• [Task to complete]: Reproduce the material from the line containing "mark: wasabi mound" through the end of the material, keeping every line and adding 21 to each x and y coordinate in the answers. Leave the requests and their sample coordinates unchanged.

• [Materials provided]:
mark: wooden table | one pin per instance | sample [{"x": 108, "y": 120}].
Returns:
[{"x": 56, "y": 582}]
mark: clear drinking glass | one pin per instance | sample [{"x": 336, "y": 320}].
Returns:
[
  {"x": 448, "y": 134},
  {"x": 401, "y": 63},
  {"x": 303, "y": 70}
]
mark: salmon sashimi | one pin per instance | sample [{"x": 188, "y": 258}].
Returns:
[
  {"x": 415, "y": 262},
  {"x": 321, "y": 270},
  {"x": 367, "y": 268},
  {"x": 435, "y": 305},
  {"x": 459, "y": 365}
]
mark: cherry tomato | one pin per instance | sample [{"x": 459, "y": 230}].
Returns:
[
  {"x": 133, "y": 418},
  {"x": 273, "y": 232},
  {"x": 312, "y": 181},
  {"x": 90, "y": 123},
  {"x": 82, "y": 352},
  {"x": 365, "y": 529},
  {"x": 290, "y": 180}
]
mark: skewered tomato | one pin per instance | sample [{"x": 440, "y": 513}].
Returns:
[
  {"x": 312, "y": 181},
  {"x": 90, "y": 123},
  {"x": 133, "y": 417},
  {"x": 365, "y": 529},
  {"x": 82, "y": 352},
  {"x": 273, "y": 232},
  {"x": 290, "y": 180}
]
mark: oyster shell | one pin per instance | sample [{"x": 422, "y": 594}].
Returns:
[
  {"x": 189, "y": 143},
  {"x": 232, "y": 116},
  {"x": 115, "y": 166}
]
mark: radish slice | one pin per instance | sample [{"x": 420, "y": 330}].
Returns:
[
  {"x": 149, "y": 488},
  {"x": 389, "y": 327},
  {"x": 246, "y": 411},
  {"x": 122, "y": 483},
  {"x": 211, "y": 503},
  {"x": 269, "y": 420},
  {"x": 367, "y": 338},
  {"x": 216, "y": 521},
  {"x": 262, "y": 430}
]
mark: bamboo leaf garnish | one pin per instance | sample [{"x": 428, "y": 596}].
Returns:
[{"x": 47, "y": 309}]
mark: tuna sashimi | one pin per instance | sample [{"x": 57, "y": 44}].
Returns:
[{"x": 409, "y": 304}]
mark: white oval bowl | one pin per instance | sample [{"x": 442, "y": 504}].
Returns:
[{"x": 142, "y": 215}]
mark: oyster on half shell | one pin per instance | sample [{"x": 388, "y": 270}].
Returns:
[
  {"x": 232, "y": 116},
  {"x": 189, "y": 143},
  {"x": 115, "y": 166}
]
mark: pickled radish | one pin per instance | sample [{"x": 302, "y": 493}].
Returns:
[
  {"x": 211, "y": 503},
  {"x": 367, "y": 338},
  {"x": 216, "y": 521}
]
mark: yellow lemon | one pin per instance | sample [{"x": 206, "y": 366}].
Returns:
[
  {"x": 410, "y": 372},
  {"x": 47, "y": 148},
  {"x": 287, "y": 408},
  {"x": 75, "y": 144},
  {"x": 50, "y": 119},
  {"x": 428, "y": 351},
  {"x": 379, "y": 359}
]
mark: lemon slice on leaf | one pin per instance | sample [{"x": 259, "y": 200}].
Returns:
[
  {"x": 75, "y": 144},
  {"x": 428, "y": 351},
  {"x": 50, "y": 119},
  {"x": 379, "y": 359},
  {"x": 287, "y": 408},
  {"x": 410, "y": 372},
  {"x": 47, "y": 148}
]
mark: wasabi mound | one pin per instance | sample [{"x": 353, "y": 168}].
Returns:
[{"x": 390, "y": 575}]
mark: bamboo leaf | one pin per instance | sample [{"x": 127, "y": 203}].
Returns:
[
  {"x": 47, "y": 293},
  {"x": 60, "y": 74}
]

• [Response to the exercise]:
mark: wasabi mound | one pin per instance | sample [{"x": 353, "y": 168}].
Returns:
[{"x": 411, "y": 596}]
mark: bamboo leaf | one pin per instance | sample [{"x": 127, "y": 203}].
Returns:
[
  {"x": 68, "y": 314},
  {"x": 81, "y": 95}
]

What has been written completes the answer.